→ Text provided
################

Introduction: Intraoperative neural monitoring of the recurrent laryngeal nerve has been widely used to avoid nerve injury during thyroidectomy. We discuss the results of the change in surgical strategy after unilateral signal loss surgeries using intermittent intraoperative neural monitoring in a high-volume referral centre.
Materials and methods: Details of consecutive patients who underwent thyroidectomy with intermittent intraoperative neural monitoring between January 2014 and December 2017 were prospectively recorded and retrospectively reviewed. Loss of signal was defined as recurrent laryngeal nerve amplitude level lower than 100 μV during surgery. The rate of loss of signal and change in surgical strategy during the operation were evaluated.
Results: Loss of signal was detected in 25 (5.4%) of 456 patients for whom intermittent intraoperative neural monitoring was performed. Four patients had anatomic nerve disruption and surgery was completed by an experienced endocrine surgeon making use of intraoperative neural monitoring with continuous vagal stimulation. Staged thyroidectomy was performed on 16 patients with unilateral loss of signal in whom the nerves were intact visually. Postoperative vocal cord paralysis was encountered in 18 of 21 (85.7%) patients with loss of signal, and 16 of 18 (88.8%) were improved during the follow-up period. Patients' voices were subjectively normal to the surgeon postoperatively in 9 of 21 (42.8%) patients who were found to have loss of signal with intact nerves.

################

→ Data excerpt

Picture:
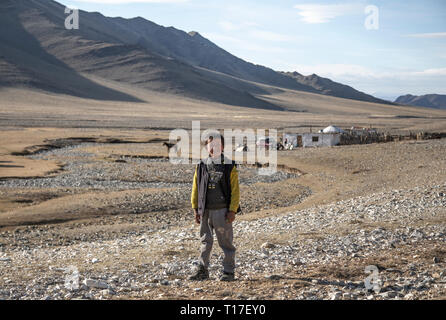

################

→ Questions on the material
1. Answer these about the thyroidectomy abstract:
(a) Between which months and years were the patients' operations carried out?
(b) Below what amplitude level was loss of signal defined?
(c) On how many patients was staged thyroidectomy performed?
2. Duplicate the stretch of the thyroidectomy abstract from "Introduction: Intraoperative neural" through "high-volume referral centre.".
3. List every percentage stated in the thyroidectomy abstract.

→ Task-by-task outputs
1.
(a) Between January 2014 and December 2017.
(b) Lower than 100 μV.
(c) 16 patients.

2.
Introduction: Intraoperative neural monitoring of the recurrent laryngeal nerve has been widely used to avoid nerve injury during thyroidectomy. We discuss the results of the change in surgical strategy after unilateral signal loss surgeries using intermittent intraoperative neural monitoring in a high-volume referral centre.

3. 5.4%, 85.7%, 88.8%, 42.8%